Remove chicken from refrigerator, remove the gizzard goodie bag, rinse chicken and set aside.

Add the giblets neck and liver from the bag and a teaspoon of rosemary to the beer can.

_If you want to make gravy, you can add salt and other spices such as garlic and onion powder and when you remove the can from the chicken, place in a pot and dress up a bit, get creative here._

Some people do not like the taste of liver, so you may not want to add the liver to the beer can if making gravy.

I have noticed that spices such as Rosemary added in the can really impart flavor into the chicken.

Place the Beer can on a cookie sheet. Rub chicken with olive oil and add your favorite rub or spices. Place chicken on the beer can.

Heat the RF up to about 350 degrees, remove the “Beer Can Chickens” from the cookie sheet and place directly on the grates.

Cook about 80 minutes, I did 90 minutes last time and it came out pretty good. _The chicken makes for an incredible chicken salad the next day._

The safe temp to cook a whole chicken is 180 degrees; I don’t mind overcooking these guys because they still come out OK.

*Safe cooking temp for whole chicken is 165 degrees, I apologize for the typo*

*FDA Link*

Just make sure to get some butter up under the skin at the breast area, because the breast can dry out before the chicken is done.

Remove the chicken from the grill, place in a clean steamer pan and rest for about 15 minutes before carving.

| Tasks |
1. In the beer can chicken recipe, how long does the chicken rest before carving?
2. List every cooking or resting time, in minutes, that the beer can chicken recipe gives.
3. Pick up the beer can chicken recipe after its last sentence and carry it forward.

| Excerpted data |

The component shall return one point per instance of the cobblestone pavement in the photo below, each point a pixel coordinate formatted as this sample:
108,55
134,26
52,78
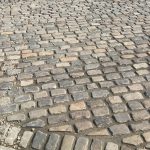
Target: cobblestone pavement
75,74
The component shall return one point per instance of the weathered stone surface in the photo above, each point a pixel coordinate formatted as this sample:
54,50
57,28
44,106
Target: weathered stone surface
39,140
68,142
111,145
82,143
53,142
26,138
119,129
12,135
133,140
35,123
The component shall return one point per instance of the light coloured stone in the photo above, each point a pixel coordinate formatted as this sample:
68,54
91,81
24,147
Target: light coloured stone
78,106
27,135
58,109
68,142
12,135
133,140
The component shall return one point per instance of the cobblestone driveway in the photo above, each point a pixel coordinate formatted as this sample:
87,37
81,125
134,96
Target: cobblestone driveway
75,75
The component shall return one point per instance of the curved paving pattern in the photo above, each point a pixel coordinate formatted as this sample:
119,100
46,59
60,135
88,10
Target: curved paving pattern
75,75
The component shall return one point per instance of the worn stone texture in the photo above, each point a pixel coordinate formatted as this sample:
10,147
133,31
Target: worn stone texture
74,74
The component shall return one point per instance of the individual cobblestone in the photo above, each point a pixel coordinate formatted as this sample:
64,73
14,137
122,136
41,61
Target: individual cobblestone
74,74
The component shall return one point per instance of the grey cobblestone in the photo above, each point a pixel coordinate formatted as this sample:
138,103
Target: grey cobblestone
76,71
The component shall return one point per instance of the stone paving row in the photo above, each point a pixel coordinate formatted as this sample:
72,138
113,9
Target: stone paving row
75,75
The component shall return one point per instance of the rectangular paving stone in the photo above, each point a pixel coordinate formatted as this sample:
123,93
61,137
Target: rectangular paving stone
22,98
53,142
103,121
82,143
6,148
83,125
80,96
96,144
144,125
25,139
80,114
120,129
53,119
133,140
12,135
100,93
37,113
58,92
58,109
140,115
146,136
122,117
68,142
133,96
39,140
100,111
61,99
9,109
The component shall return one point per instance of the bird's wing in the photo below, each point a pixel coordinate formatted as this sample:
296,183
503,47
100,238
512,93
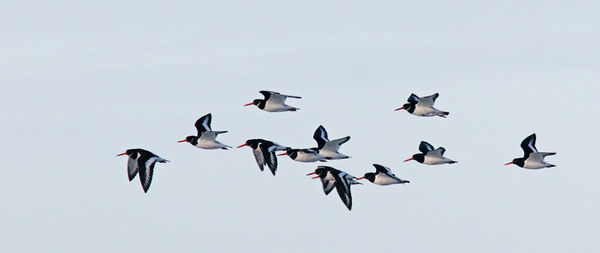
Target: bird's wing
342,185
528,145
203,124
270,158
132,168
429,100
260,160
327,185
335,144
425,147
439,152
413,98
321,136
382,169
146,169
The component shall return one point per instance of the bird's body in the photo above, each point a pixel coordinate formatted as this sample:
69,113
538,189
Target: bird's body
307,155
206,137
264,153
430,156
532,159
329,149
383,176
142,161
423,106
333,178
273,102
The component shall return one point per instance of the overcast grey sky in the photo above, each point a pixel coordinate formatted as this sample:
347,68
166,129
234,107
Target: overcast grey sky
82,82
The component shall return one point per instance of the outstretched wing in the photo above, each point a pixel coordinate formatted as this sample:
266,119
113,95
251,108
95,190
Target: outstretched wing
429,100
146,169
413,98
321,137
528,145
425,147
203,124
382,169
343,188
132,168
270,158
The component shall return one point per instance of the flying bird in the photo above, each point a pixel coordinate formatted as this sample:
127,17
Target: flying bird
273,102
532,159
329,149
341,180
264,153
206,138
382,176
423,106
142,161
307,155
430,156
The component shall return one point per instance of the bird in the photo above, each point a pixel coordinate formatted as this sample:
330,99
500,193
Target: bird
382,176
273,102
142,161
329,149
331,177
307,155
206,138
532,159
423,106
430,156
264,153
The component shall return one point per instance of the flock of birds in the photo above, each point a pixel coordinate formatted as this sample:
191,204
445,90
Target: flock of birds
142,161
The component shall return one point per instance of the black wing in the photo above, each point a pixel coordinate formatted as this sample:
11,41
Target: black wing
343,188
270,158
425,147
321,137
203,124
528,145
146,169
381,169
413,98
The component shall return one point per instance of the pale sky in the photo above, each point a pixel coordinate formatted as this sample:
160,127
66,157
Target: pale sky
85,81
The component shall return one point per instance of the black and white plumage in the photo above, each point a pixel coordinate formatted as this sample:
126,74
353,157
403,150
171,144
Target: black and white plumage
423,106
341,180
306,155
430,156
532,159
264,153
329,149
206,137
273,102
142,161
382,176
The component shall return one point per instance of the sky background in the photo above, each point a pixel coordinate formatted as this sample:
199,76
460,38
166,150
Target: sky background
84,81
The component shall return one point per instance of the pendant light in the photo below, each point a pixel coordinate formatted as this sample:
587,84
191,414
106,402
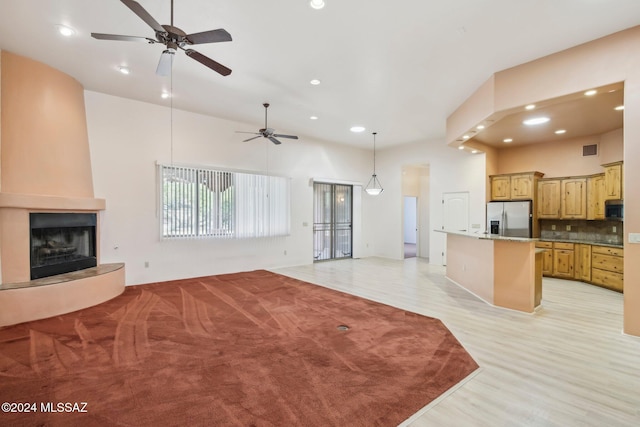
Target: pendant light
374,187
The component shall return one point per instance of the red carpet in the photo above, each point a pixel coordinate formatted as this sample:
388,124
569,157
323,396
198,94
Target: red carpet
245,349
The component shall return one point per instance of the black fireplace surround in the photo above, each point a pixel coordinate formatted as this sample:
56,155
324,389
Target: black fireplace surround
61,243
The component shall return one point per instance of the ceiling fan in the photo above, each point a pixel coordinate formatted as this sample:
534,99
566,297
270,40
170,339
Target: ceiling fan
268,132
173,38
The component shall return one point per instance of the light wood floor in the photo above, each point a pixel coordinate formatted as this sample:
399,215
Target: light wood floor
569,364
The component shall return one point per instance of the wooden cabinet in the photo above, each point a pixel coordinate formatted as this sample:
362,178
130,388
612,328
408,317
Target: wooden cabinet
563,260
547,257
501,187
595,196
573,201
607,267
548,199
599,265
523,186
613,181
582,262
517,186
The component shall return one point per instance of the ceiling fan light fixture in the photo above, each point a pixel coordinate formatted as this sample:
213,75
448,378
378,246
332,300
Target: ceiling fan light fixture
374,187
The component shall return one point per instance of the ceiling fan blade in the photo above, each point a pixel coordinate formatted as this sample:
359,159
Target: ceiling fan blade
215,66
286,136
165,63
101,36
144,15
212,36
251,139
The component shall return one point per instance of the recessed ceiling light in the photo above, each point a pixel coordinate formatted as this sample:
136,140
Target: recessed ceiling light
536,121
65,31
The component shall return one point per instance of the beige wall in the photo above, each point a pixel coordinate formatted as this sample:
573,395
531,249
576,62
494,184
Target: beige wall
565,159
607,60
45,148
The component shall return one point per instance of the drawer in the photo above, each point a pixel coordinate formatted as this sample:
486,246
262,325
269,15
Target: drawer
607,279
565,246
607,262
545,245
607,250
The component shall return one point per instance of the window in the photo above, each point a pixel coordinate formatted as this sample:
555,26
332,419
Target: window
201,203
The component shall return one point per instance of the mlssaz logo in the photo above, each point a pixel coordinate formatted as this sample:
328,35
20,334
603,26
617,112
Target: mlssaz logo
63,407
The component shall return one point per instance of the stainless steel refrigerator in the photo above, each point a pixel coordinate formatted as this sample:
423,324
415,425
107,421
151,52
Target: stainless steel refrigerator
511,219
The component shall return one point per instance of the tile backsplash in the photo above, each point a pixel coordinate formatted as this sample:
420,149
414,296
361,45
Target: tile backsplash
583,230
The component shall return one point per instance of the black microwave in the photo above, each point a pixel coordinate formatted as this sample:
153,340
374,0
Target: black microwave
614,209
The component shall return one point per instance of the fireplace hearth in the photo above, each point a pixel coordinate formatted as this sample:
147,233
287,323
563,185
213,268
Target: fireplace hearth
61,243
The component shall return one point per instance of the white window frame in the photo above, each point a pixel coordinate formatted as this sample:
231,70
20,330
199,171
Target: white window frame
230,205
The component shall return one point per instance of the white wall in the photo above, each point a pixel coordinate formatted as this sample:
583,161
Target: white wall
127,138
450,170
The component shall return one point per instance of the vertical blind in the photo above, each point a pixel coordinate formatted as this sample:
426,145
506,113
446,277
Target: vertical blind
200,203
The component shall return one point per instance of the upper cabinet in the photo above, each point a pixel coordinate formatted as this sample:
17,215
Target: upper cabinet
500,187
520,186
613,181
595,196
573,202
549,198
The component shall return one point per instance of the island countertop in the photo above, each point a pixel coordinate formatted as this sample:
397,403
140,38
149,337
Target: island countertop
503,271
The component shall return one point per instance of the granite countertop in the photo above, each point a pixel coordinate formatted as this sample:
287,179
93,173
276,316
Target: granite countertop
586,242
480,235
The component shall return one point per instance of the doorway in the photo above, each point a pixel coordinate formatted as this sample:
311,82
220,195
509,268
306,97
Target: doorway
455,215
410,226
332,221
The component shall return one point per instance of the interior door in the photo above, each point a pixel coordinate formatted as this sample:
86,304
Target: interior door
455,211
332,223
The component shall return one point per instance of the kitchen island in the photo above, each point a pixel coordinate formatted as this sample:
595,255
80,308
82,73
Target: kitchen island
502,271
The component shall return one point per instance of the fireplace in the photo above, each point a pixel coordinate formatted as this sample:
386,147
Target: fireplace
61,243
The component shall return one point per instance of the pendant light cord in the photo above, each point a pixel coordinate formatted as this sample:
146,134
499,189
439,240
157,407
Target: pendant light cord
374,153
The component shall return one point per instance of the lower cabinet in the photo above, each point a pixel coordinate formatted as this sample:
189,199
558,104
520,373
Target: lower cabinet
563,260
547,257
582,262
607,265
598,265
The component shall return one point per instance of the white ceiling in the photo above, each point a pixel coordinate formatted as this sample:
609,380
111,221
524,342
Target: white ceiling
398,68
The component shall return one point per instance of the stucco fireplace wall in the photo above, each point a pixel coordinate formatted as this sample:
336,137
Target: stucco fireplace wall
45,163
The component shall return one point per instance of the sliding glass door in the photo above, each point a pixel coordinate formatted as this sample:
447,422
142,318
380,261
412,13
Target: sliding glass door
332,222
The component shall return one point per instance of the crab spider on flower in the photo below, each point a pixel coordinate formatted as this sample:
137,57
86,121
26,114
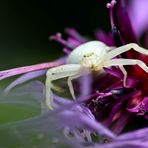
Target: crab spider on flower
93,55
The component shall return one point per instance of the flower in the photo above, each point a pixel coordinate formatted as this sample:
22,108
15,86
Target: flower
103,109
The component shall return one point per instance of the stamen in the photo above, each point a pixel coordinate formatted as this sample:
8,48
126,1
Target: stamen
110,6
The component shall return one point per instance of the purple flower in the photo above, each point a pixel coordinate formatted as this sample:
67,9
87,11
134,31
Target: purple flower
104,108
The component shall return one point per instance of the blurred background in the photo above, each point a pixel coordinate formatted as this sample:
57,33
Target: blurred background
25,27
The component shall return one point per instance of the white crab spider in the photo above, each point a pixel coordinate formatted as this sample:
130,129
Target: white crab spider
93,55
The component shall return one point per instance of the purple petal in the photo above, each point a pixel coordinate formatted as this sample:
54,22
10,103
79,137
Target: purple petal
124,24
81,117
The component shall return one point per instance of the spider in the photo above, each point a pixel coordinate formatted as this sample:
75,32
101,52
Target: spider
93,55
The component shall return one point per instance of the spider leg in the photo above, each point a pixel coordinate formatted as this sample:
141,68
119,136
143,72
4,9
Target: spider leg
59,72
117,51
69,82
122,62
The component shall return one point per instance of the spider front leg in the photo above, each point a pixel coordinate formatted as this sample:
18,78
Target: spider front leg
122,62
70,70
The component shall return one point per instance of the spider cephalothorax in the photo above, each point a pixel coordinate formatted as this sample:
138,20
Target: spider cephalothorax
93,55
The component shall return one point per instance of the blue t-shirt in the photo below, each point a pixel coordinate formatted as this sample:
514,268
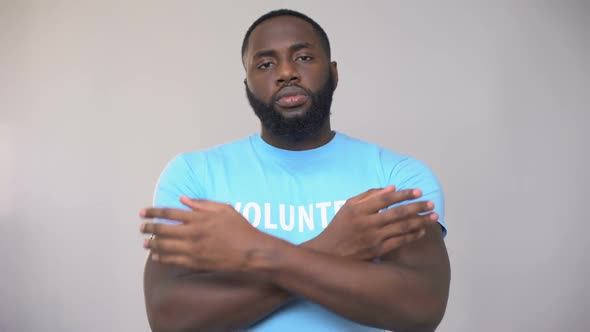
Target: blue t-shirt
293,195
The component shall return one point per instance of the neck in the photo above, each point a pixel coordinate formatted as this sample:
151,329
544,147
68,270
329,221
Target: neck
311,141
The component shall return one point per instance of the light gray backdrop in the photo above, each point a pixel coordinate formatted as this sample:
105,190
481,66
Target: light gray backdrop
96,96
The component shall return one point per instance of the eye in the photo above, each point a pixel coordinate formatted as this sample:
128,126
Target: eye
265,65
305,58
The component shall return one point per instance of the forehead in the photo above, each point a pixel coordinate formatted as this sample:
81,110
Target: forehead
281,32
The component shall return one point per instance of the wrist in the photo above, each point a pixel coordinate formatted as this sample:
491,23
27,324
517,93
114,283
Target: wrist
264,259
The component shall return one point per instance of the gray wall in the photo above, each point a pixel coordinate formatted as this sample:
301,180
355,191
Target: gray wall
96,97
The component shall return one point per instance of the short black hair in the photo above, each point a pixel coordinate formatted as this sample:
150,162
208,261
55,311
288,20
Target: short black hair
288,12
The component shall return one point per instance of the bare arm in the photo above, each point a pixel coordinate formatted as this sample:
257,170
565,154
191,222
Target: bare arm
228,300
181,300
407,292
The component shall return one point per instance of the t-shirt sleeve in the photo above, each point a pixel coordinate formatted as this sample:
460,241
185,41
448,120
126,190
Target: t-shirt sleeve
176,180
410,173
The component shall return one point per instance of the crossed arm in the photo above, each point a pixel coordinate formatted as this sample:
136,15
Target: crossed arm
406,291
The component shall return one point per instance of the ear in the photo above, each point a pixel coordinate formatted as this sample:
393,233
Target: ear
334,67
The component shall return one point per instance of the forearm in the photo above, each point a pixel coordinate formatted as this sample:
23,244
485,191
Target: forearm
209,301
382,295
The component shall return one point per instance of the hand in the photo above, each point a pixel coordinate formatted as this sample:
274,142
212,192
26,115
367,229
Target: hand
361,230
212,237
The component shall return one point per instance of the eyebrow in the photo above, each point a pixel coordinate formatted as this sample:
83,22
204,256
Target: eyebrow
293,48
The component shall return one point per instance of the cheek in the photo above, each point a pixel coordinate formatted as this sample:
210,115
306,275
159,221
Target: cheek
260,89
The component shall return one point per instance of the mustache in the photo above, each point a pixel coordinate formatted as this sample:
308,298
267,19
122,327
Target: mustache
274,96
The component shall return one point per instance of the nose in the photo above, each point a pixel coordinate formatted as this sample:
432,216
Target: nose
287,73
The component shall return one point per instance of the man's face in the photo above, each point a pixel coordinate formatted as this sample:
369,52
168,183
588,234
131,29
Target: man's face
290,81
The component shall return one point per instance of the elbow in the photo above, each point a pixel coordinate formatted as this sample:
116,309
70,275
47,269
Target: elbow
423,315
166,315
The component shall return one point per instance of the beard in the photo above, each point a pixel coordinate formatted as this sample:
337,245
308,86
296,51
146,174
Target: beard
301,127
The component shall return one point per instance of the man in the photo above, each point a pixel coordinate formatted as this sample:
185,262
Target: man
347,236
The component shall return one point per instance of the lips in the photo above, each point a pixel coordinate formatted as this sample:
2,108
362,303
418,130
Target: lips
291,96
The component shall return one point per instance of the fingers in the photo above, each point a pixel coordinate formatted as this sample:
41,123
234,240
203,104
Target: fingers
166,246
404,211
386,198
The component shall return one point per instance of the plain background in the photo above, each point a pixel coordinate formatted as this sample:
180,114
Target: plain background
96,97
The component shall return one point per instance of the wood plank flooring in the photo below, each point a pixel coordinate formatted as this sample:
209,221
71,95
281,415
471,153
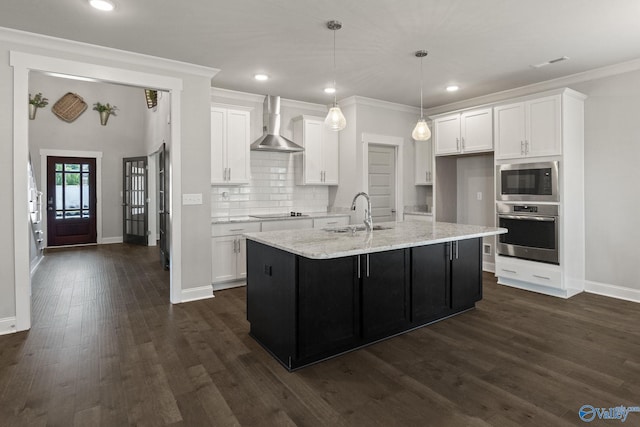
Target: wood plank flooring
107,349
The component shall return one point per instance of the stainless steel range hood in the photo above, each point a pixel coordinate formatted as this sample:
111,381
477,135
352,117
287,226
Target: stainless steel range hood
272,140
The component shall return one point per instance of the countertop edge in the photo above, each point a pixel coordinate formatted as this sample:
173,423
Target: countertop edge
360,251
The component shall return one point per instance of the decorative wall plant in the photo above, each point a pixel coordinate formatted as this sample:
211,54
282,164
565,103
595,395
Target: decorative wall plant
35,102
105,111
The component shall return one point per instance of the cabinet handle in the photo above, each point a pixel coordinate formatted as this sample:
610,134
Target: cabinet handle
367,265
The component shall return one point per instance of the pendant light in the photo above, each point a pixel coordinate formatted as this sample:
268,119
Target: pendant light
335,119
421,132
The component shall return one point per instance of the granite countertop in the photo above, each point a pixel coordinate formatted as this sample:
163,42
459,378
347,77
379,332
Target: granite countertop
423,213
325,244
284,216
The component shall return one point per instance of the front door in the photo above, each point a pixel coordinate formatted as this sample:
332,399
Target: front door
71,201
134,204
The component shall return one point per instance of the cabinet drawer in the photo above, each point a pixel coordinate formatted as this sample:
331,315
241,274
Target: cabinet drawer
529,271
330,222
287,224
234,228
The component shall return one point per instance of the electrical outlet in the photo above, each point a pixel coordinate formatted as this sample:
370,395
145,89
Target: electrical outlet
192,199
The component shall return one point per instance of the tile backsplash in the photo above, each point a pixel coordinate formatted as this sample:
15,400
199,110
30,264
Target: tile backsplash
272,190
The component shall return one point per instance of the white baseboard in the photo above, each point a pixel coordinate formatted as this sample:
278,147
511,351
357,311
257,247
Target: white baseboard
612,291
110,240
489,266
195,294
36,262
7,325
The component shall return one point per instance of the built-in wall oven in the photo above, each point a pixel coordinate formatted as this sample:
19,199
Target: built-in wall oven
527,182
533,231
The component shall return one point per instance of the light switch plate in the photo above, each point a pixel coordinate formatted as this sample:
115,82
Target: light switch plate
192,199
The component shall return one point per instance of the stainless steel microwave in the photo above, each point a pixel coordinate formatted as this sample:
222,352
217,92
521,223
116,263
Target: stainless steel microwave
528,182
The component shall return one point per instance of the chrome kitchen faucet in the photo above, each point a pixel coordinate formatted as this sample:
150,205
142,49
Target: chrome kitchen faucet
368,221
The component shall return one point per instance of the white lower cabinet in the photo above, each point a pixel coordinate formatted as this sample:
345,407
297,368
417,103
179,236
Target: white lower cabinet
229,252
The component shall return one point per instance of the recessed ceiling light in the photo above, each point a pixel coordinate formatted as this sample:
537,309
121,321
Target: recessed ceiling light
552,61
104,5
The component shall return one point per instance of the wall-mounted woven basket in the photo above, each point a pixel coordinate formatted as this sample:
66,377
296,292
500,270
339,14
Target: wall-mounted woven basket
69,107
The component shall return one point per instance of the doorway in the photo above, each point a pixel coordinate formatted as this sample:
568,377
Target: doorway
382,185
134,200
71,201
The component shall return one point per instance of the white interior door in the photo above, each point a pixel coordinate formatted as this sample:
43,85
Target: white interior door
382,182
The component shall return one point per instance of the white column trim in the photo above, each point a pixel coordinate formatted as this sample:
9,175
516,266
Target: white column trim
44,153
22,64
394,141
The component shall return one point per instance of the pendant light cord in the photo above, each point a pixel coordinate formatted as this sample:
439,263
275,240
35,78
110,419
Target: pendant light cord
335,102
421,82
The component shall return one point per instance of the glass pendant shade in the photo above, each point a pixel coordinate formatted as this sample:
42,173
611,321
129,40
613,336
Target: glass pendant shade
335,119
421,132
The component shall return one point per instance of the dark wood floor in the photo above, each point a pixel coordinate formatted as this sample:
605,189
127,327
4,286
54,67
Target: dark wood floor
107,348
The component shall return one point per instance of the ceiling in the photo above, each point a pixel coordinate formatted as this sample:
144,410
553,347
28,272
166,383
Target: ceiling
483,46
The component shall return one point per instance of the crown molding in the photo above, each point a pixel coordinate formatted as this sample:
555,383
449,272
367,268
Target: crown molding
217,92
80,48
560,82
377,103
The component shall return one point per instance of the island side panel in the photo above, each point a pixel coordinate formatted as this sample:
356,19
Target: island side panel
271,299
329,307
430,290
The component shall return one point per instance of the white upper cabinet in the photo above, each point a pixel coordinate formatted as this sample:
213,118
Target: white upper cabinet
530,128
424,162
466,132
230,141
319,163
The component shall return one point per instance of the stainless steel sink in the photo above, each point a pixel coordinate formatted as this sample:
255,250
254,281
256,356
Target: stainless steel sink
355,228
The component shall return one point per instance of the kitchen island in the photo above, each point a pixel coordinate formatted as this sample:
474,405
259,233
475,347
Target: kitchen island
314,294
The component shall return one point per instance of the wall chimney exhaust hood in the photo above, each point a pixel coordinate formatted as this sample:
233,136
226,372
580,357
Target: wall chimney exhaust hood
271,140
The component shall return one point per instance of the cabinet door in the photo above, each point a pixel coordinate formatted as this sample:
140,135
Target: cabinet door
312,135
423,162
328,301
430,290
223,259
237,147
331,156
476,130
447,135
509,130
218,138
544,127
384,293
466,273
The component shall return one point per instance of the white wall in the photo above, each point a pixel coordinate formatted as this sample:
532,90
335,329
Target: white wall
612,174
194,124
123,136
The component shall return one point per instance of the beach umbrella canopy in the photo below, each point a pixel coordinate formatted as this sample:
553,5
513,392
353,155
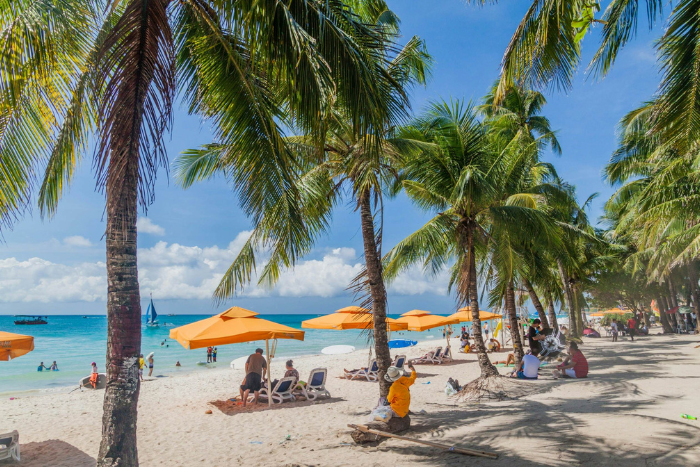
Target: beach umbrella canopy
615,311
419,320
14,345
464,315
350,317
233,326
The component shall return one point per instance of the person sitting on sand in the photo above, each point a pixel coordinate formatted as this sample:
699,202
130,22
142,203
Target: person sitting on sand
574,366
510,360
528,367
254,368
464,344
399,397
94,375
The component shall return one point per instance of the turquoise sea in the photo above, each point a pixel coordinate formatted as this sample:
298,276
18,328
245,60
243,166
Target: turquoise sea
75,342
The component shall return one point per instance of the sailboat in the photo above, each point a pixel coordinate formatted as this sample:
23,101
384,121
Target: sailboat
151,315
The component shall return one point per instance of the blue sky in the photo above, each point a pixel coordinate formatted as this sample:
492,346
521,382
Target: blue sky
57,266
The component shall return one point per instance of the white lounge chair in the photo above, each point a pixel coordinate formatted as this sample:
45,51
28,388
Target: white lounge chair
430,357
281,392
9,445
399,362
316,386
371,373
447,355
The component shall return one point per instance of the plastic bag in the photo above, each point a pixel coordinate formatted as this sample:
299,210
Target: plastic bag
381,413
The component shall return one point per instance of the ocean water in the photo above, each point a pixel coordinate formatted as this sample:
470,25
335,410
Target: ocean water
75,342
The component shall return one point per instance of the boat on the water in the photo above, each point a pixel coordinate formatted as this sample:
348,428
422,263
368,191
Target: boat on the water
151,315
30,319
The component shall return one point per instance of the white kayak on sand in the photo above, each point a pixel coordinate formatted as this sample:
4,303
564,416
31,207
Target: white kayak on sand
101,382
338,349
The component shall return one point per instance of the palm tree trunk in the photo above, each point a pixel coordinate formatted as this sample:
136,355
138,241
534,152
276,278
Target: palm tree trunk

| Solved problems |
1. About 15 minutes.

2. 80 minutes, 90 minutes, 15 minutes

3.
_If you are making gravy, do so while the chicken is resting._

Remove the skin and place on the still hot grates, carve the chicken and after the all the carving is done remove the skin and cut into strips to serve alongside the meat.

As you can see by the first photo, I did not rub these with olive oil or place any butter underneath the skin, however it still came out pretty good. 

My next “Beer Can Chicken” will be cooked at 275 degrees for 90 minutes to see how much of a difference there is in cooking with different temperatures.


----------



## sammy4chickens

They look great, did the skin come out soft or crispy? They have Great Color and look fantastic from here and I'll bet they were juicy too!

In case you can't tell, I love chicken, in any shape or form and I think they look GREAT in your pictures.


----------



## hbark

Hey chicken is easy!


----------



## tyotrain

yes my buddy build it for me they work great for two chickens. I think he got the idea from bass pro shop so i am sure u can buy them


----------



## chefdave007

well try doing one upside down on the can,, breast wing wrap in foil ..cook 30 mins then remove the foil and finish, you will keep the moisture in the breast and the thigh and leg fat will baste this.try it ..also paint the wings with hot sauce and its a conversation piece to all... just ask chef dave im the one with lots of ideas to SHARE...chefdave007aol.com


----------



## asher

Wow, that sounds amazing! I'll have to try it.


----------



## vic81

ChefDave007 said:


> well try doing one upside down on the can,, breast wing wrap in foil ..cook 30 mins then remove the foil and finish, you will keep the moisture in the breast and the thigh and leg fat will baste this.try it ..also paint the wings with hot sauce and its a conversation piece to all... just ask chef dave im the one with lots of ideas to SHARE...chefdave007aol.com


Do any of you guys brine the chicken first before smoking it??


----------



## bigrnm13

Hi guys,

Still haven't gotten a response for my 08/23/10 post.  I am wondering what I did wrong with my temps.

Also, I received an email from Meyer about how to post pics onto this forum, but I have not gotten confirmation from Admin on how to do this.  Please let me know as I want to continue my contributions to this forum.

Thanks.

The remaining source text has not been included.